Task directions :: Once you find the line containing "Target: carved wooden chair" in the data below, copy it and each following line exactly, up to and including the line containing "point: name plate", and nothing else.
--------------------------------------------------
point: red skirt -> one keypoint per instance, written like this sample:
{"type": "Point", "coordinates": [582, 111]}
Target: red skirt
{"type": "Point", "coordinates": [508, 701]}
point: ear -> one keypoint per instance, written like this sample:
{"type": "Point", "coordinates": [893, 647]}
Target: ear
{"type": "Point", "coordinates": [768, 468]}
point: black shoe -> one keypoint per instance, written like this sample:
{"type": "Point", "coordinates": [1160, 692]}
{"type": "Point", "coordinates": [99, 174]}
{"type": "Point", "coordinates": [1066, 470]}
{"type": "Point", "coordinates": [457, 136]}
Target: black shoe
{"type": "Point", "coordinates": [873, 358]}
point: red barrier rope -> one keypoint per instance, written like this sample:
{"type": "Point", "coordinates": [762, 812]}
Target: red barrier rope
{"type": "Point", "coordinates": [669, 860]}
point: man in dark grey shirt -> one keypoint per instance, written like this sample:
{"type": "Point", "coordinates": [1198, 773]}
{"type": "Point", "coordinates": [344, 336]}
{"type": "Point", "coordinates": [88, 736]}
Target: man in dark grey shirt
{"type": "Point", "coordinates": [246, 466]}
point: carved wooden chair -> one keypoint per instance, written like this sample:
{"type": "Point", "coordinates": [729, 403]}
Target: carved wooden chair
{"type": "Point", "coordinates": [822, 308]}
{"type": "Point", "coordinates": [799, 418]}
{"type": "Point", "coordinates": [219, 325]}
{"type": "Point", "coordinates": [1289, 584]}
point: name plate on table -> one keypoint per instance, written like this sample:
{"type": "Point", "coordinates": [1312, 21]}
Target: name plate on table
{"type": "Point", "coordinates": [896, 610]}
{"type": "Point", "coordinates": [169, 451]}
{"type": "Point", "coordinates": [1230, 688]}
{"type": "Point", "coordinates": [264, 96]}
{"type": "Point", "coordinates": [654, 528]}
--------------------------------------------------
Problem solution ::
Target: carved wooden chair
{"type": "Point", "coordinates": [822, 308]}
{"type": "Point", "coordinates": [799, 418]}
{"type": "Point", "coordinates": [219, 325]}
{"type": "Point", "coordinates": [1289, 584]}
point: name plate on table -> one keypoint per instance, written like this sample:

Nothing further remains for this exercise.